### [To do]
Repeat each record below exactly as given.

### [Extracted data]

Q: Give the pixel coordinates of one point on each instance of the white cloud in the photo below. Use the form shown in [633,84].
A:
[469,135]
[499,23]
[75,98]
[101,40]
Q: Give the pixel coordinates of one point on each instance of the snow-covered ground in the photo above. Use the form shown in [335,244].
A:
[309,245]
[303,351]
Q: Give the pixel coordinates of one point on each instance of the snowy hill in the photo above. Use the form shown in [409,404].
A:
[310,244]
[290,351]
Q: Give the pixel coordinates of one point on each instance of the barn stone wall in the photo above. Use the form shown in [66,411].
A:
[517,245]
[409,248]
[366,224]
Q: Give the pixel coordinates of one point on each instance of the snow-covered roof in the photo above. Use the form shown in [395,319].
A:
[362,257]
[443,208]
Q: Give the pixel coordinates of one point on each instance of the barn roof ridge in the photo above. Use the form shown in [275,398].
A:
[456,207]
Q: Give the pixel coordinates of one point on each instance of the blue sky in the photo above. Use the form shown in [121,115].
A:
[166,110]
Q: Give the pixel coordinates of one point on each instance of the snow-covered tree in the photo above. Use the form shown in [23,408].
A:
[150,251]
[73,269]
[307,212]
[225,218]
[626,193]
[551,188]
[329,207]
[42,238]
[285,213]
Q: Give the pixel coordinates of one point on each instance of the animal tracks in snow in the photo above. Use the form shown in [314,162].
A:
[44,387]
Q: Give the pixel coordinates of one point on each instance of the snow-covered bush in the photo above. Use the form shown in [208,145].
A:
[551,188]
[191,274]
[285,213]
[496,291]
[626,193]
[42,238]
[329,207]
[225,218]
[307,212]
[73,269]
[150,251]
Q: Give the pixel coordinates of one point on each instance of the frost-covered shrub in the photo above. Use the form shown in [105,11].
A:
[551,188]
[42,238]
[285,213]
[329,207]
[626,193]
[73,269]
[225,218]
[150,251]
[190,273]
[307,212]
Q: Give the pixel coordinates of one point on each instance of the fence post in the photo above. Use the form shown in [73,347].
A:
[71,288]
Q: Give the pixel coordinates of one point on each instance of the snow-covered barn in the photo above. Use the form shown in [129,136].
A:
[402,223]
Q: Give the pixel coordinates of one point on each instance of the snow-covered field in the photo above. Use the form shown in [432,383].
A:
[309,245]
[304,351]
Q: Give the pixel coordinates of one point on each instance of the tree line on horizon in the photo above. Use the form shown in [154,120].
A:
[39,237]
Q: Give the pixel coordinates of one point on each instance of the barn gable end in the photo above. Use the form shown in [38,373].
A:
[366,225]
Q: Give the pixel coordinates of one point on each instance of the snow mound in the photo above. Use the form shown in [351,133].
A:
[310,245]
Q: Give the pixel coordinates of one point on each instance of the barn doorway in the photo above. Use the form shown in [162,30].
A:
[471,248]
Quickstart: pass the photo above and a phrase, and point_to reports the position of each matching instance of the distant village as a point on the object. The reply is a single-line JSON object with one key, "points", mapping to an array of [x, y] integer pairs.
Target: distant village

### [Full output]
Q: Give the pixel coordinates of one point on each instance of the white cloud in the photo below. Use the form shown in [633,84].
A:
[469,135]
[499,23]
[75,98]
[101,40]
Q: Give the pixel coordinates of one point on each instance of the snow-covered ground in the photo above. Use the form shown in [335,244].
A:
[309,245]
[303,351]
Q: Give the pixel coordinates of one point on each instance of the snowy hill in the photo above. Use the form shown in [409,404].
A:
[310,244]
[290,351]
Q: Give the pixel coordinates of one point on each instance of the barn stone wall in the photo above. Use the form shown in [66,411].
A:
[517,245]
[409,248]
[366,224]
Q: Give the pixel coordinates of one point on each instance of the snow-covered roof in the photo above. Use the form shown in [395,319].
A:
[362,257]
[443,208]
Q: Give the pixel coordinates of one point on each instance of the barn roof ridge in the photo above. Use the form shown in [275,398].
A:
[456,207]
Q: Give the pixel coordinates of one point on each instance of the blue sky in the photo above. Use the form shown in [121,115].
A:
[166,110]
Q: Give the pixel coordinates of one point on each instance of the snow-covered tree in the photo above. Use the form shown in [23,408].
A:
[150,251]
[73,269]
[307,212]
[225,218]
[626,193]
[551,188]
[329,207]
[42,238]
[285,213]
Q: Give the pixel coordinates of one point on each instance of the animal tracks in snow in the photo above. Use the form shown in [314,162].
A:
[44,387]
Q: Give the pixel coordinates of one point on each instance of the snow-covered bush in the photo above. Use the form shown in [208,145].
A:
[551,188]
[191,274]
[285,213]
[496,291]
[626,193]
[42,238]
[329,207]
[225,218]
[307,212]
[73,269]
[150,251]
Q: Give the pixel coordinates of one point on each instance of the frost-covered shrub in the photo above. Use the form shown in [105,11].
A:
[551,188]
[42,238]
[285,213]
[329,207]
[626,193]
[73,269]
[225,218]
[150,251]
[190,273]
[307,212]
Q: Give the pixel coordinates of one point on each instance of the fence post in the photo above. Use the form shown in [73,347].
A:
[71,288]
Q: Give the pixel coordinates of one point on each instance of the snow-covered barn in the photo above. Use the form shown in [129,136].
A:
[402,223]
Q: Give the pixel coordinates of one point on each instance of the snow-covered field in the photo above. Use the form shown in [432,383].
A:
[309,245]
[304,351]
Q: Give the pixel coordinates of one point on each instance of the tree line on horizon in the photo above. Use the form shown in [154,120].
A:
[39,237]
Q: Give the pixel coordinates of one point on each instance of the barn gable end in the photo above. Use the form shown in [38,373].
A:
[366,225]
Q: Give the pixel coordinates of one point on each instance of the snow mound in the photo above. Use the form shown in [351,133].
A:
[310,245]
Q: Give the pixel coordinates of one point on each instance of the barn doorway in the photo above. Use the form shown in [162,30].
A:
[471,248]
Quickstart: pass the photo above and a phrase, and point_to reports the position of each matching instance of the distant village as a point on the object. The reply is a single-line JSON object with one key, "points", mapping to an array of [x, y] integer pairs.
Target: distant village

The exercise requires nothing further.